- Page extract
☆ ☆ ☆ ☆ ☆

The bottom line is: surface area matters. When you've got this increasing/decreasing surface area, even in the "transfer region" you don't necessarily see linear gradients, because it's not just how much energy is in the box that matters -- it's how many boxes are nearby, that this one is flowing into.
OKAY. Returning to your case, how do we solve the conjunction of (2) and (3) for a circular symmetry? The answer is actually really simple. First we notice that the "local" heat flux at any point $J$ must be dropping like $J = k / r$ because, by (1), it is constant along the circles we're drawing, so the integral of it is simply $2 \pi r J$. If that's constant with respect to radius then we have $J \propto 1/r$.

☆ ☆ ☆ ☆ ☆

- Tasks for this exercise
a. According to the heat flux excerpt, how does the local heat flux $J$ change with radius in the circular case?
b. List every numbered equation reference that appears in the heat flux excerpt.
Rely on the heat flux excerpt alone.

- Records supplied

☆ ☆ ☆ ☆ ☆

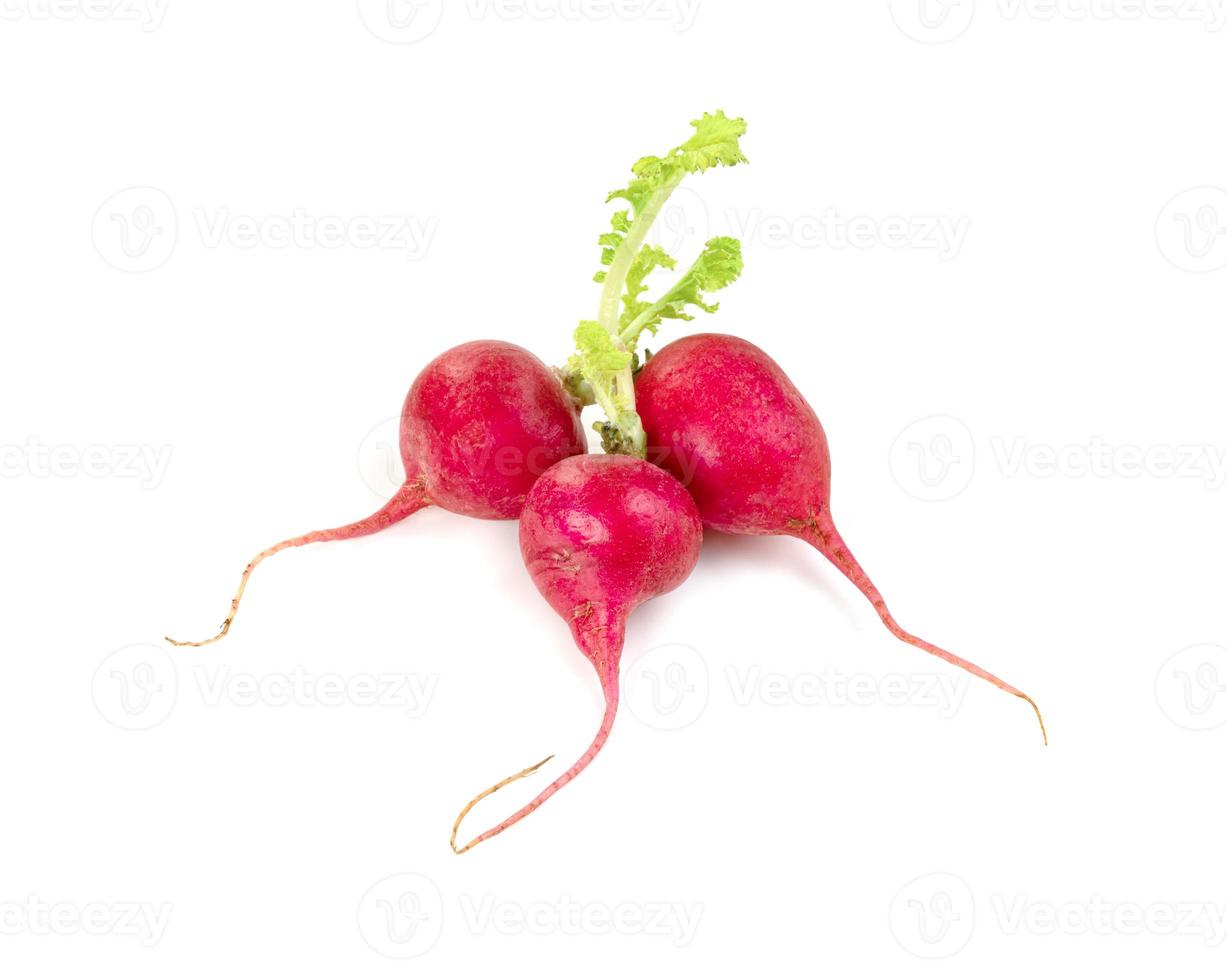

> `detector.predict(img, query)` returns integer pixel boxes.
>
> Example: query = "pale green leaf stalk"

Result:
[562,112,747,457]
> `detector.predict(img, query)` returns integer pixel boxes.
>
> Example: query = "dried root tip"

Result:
[452,756,553,854]
[163,480,431,646]
[1017,691,1048,746]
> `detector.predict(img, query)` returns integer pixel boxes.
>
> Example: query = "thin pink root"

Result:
[164,480,431,646]
[452,687,618,854]
[790,511,1048,746]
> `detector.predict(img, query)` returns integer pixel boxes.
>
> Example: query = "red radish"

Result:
[452,456,703,854]
[636,334,1048,743]
[167,340,588,646]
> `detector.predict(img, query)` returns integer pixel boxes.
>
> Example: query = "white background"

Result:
[0,0,1227,978]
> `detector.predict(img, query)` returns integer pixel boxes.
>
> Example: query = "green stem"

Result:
[593,174,685,456]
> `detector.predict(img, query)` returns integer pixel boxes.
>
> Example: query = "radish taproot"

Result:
[636,334,1048,743]
[166,340,588,646]
[452,455,703,854]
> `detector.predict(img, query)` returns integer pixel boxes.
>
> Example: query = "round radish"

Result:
[636,334,1048,742]
[167,340,588,646]
[452,456,703,854]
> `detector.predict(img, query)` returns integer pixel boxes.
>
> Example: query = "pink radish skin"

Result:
[166,340,588,646]
[452,456,703,854]
[636,334,1048,743]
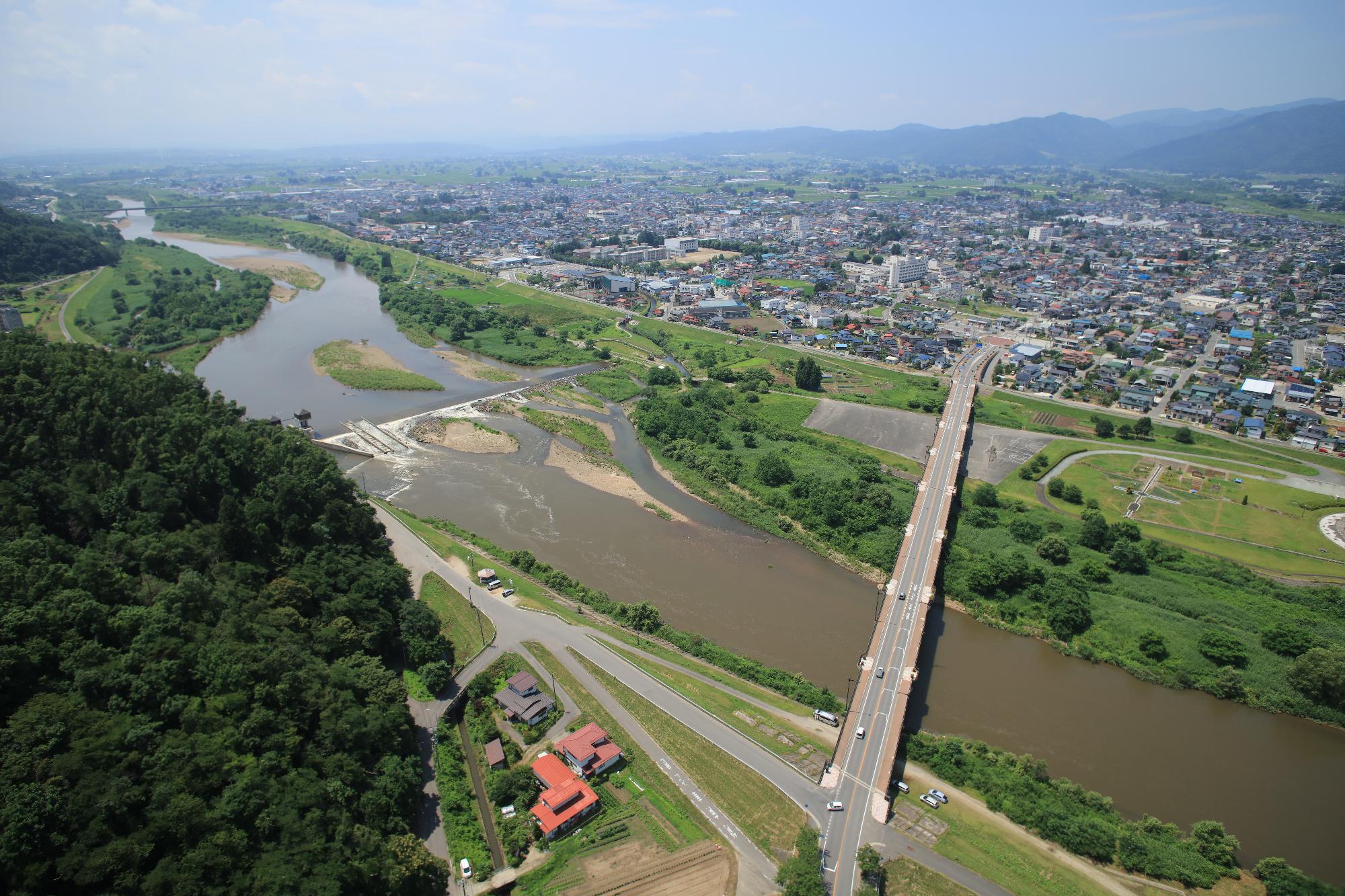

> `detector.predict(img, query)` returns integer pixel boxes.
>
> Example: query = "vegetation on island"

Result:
[633,379,915,569]
[0,206,121,282]
[943,485,1345,725]
[0,332,449,895]
[904,732,1340,896]
[313,339,444,391]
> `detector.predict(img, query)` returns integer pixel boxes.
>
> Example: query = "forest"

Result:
[0,332,449,895]
[0,207,121,282]
[943,485,1345,725]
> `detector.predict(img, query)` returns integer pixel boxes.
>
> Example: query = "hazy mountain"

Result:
[1107,97,1336,149]
[1118,102,1345,173]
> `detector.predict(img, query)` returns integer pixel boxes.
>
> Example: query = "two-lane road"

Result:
[823,351,989,896]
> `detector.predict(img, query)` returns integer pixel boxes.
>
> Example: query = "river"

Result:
[122,202,1345,883]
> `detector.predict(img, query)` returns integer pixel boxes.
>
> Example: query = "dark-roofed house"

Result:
[486,737,507,768]
[495,673,555,725]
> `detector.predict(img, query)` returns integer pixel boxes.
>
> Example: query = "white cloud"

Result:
[126,0,191,23]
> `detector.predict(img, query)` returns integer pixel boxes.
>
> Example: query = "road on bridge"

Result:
[822,351,994,896]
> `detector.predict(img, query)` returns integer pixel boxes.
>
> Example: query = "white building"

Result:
[663,237,701,257]
[888,255,929,286]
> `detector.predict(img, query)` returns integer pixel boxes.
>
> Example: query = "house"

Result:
[555,723,623,778]
[495,673,555,725]
[531,754,599,840]
[486,737,508,768]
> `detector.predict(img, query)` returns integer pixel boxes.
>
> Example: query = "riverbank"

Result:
[543,438,689,522]
[311,339,444,391]
[412,417,518,455]
[433,340,518,382]
[219,255,325,293]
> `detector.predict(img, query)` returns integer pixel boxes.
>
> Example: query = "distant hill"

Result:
[573,98,1340,171]
[1118,102,1345,173]
[0,207,121,282]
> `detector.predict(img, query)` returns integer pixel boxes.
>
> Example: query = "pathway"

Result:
[56,268,102,341]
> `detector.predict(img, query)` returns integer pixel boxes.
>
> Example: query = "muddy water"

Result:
[121,210,573,434]
[124,202,1345,883]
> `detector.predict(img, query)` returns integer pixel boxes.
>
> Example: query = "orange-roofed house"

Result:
[533,754,599,840]
[555,723,621,778]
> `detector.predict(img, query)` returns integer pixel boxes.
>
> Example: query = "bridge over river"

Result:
[822,351,994,893]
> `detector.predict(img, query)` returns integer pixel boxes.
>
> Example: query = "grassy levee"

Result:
[421,573,495,673]
[943,481,1345,725]
[594,639,834,756]
[975,390,1323,477]
[370,498,843,715]
[570,649,807,856]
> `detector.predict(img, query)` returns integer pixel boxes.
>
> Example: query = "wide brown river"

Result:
[124,202,1345,884]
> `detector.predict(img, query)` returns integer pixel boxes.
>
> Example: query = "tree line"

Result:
[0,206,121,282]
[0,332,449,895]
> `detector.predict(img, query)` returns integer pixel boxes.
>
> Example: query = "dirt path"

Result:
[902,763,1149,896]
[457,715,508,870]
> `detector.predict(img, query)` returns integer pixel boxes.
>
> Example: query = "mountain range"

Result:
[588,98,1345,173]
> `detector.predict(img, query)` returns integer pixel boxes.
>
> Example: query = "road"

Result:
[823,351,993,895]
[56,268,102,341]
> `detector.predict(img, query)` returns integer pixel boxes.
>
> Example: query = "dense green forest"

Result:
[943,486,1345,725]
[0,332,449,895]
[905,732,1340,896]
[0,207,121,282]
[633,382,915,569]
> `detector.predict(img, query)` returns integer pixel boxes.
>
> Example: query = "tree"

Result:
[1009,514,1038,545]
[1137,628,1167,662]
[794,355,822,391]
[1262,623,1317,657]
[1037,536,1069,567]
[1196,628,1247,667]
[1111,541,1149,576]
[756,451,794,487]
[854,844,885,893]
[1289,647,1345,709]
[1079,510,1111,551]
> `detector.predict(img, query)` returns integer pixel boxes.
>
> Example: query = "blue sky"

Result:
[0,0,1345,151]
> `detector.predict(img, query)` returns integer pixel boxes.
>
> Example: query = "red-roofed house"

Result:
[533,754,599,840]
[555,723,621,778]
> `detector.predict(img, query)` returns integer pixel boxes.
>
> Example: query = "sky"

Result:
[0,0,1345,152]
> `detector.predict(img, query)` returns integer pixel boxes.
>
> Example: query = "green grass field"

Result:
[570,649,807,856]
[594,639,835,756]
[421,573,495,673]
[1054,455,1345,576]
[313,339,444,391]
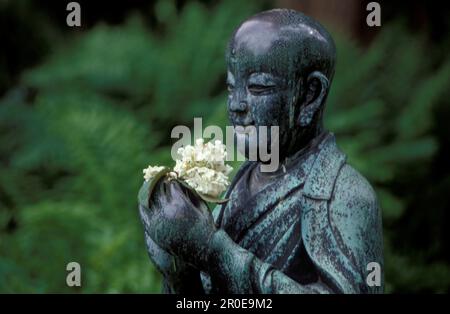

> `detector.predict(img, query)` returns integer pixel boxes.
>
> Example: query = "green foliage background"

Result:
[0,1,450,293]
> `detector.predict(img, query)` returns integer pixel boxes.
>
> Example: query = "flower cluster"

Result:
[174,138,233,197]
[142,166,164,181]
[144,139,233,198]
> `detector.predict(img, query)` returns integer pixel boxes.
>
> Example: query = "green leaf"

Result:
[138,167,171,206]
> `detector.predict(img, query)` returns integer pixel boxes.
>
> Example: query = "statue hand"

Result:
[141,181,216,269]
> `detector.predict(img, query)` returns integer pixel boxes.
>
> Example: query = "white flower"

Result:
[142,166,164,181]
[174,138,233,197]
[144,138,233,198]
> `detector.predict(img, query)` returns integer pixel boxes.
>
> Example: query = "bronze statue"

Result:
[139,9,383,293]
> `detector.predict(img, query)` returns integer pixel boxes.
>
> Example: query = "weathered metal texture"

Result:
[136,10,383,293]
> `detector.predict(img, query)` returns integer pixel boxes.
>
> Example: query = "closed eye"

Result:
[248,84,276,95]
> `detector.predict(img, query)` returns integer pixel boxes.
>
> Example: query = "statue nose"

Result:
[231,101,248,113]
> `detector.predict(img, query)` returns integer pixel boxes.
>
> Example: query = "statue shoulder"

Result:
[330,164,379,220]
[328,164,383,270]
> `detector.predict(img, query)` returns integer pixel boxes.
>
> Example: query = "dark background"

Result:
[0,0,450,293]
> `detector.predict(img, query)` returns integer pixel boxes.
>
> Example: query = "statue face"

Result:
[227,21,299,158]
[227,9,336,159]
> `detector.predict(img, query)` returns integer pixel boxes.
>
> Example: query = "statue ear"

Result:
[298,71,329,127]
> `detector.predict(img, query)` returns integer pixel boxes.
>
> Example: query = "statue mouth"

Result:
[234,124,256,135]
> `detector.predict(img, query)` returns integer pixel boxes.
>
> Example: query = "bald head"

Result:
[227,9,336,80]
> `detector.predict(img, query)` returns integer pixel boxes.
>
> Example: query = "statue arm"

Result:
[209,230,332,294]
[144,232,204,294]
[205,165,383,294]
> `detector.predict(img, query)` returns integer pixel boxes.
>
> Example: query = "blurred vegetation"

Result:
[0,1,450,292]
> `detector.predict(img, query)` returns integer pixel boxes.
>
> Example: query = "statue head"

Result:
[226,9,336,163]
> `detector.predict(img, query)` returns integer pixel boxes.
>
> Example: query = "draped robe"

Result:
[202,133,383,293]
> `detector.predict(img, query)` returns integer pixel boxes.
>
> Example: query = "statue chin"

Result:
[236,132,258,161]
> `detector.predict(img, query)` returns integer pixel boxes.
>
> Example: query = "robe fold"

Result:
[202,133,383,293]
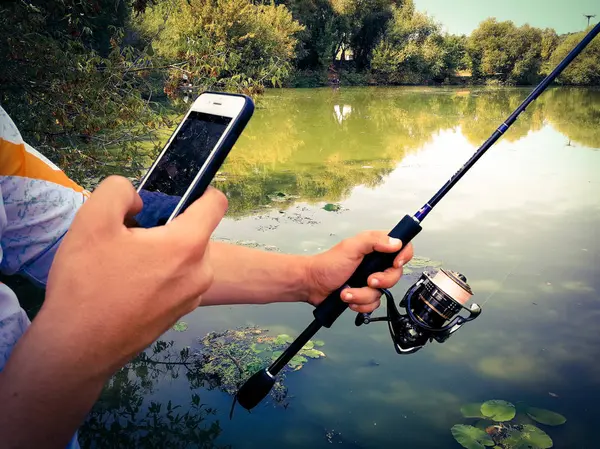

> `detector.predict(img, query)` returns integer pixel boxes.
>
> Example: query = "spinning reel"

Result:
[234,23,600,410]
[354,269,481,354]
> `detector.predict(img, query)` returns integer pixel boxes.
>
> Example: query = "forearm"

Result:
[202,242,309,306]
[0,312,114,449]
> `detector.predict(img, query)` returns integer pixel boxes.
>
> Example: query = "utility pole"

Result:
[583,14,596,28]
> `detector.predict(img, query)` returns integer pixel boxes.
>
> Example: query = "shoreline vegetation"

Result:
[0,0,600,182]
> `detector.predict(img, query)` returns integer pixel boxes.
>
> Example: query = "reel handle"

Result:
[313,215,422,328]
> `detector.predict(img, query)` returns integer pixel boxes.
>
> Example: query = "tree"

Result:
[468,18,552,84]
[0,0,169,184]
[137,0,303,96]
[549,26,600,85]
[371,0,465,84]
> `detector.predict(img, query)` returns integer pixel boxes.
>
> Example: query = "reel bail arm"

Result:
[236,23,600,410]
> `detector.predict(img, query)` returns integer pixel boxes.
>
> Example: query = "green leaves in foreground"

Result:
[451,424,495,449]
[460,402,485,418]
[173,321,187,332]
[504,424,552,449]
[451,399,567,449]
[481,399,517,421]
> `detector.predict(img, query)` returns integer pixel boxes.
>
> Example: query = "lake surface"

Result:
[82,88,600,449]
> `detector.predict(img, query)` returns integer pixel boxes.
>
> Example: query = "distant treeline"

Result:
[0,0,600,184]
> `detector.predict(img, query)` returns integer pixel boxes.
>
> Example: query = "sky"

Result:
[414,0,600,35]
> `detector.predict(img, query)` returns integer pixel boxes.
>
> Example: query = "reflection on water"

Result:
[81,88,600,449]
[215,88,600,216]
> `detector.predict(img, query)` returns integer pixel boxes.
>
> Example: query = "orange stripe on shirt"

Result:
[0,137,89,196]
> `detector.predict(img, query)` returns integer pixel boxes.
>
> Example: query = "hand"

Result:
[308,231,413,313]
[41,177,227,368]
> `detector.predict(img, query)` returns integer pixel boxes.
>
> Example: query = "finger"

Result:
[367,267,403,288]
[340,287,383,305]
[349,300,381,313]
[166,187,227,244]
[394,243,414,268]
[343,231,402,256]
[73,176,142,235]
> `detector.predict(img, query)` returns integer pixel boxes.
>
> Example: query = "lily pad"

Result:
[516,425,552,449]
[450,424,495,449]
[288,355,308,369]
[302,349,325,359]
[475,419,497,430]
[173,321,188,332]
[251,343,269,354]
[481,399,517,421]
[302,340,315,351]
[460,402,485,418]
[323,203,342,212]
[527,407,567,426]
[273,334,294,345]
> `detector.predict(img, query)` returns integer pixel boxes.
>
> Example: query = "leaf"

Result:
[450,424,494,449]
[526,407,567,426]
[173,321,188,332]
[475,419,497,430]
[516,425,552,449]
[302,340,315,350]
[460,402,485,418]
[323,203,342,212]
[481,399,517,421]
[250,343,269,354]
[288,355,308,368]
[302,349,325,359]
[273,334,294,345]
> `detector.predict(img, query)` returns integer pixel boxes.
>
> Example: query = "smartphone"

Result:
[135,92,254,228]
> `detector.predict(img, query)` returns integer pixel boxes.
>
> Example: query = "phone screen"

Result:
[135,111,231,227]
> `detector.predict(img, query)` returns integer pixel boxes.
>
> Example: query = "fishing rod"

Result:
[232,23,600,411]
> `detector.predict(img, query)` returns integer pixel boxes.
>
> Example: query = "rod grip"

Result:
[313,215,422,328]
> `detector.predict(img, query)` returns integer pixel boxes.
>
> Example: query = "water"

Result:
[82,88,600,449]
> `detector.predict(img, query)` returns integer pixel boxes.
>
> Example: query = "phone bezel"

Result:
[137,92,246,223]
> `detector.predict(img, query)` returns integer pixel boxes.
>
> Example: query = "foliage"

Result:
[0,0,170,183]
[138,0,303,96]
[78,340,224,449]
[189,327,325,406]
[173,321,188,332]
[468,18,554,84]
[79,327,325,449]
[371,0,466,84]
[549,30,600,85]
[451,400,566,449]
[451,424,494,449]
[481,400,516,421]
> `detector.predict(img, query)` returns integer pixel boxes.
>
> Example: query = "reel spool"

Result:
[355,268,481,354]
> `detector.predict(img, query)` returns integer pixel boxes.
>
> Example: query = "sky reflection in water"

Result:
[101,88,600,449]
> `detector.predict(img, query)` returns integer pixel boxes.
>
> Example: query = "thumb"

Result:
[73,176,142,233]
[166,186,228,245]
[344,231,402,257]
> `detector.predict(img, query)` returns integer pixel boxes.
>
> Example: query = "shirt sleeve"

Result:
[0,107,90,287]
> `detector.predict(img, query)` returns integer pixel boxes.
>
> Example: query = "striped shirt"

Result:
[0,106,90,448]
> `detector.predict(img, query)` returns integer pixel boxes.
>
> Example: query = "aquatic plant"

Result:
[190,327,325,406]
[450,399,567,449]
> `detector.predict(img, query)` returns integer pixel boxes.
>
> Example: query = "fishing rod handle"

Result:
[313,215,422,328]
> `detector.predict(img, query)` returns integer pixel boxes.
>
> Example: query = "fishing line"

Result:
[235,22,600,410]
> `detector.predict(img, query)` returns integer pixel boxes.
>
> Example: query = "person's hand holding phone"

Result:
[0,177,227,447]
[44,177,227,367]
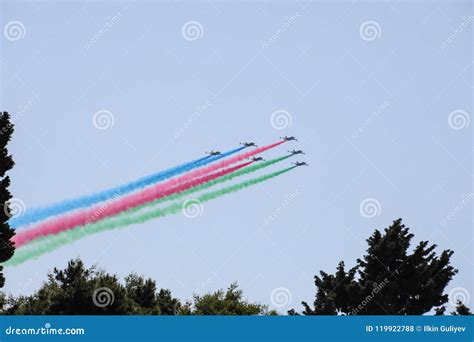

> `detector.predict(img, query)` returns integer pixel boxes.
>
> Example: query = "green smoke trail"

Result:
[4,166,296,267]
[115,154,292,218]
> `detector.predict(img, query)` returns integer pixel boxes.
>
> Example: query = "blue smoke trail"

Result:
[9,147,245,229]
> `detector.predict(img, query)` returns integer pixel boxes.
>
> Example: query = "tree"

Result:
[0,112,15,288]
[181,283,275,315]
[298,219,457,315]
[0,259,180,315]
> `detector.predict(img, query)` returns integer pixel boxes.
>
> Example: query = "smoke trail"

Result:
[9,147,245,228]
[12,142,283,247]
[4,166,296,266]
[121,154,292,215]
[12,162,253,248]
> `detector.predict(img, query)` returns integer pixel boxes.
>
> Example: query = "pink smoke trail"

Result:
[12,162,253,248]
[12,141,285,248]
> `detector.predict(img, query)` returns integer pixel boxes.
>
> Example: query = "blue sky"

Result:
[0,1,474,311]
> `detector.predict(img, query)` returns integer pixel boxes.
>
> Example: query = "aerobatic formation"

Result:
[5,136,308,266]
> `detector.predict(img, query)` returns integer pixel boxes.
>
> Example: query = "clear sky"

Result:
[0,1,474,312]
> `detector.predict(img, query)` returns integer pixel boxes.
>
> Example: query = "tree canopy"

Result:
[289,219,457,315]
[0,112,15,288]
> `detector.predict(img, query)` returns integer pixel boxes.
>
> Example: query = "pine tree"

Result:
[298,219,457,315]
[0,112,15,288]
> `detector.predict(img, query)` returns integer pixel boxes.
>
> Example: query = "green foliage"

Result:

☆ ☆ ☆ ☆ ☆

- Solutions to the problems
a. It drops like $J = k / r$, so $J \propto 1/r$.

b. (1), (2), (3)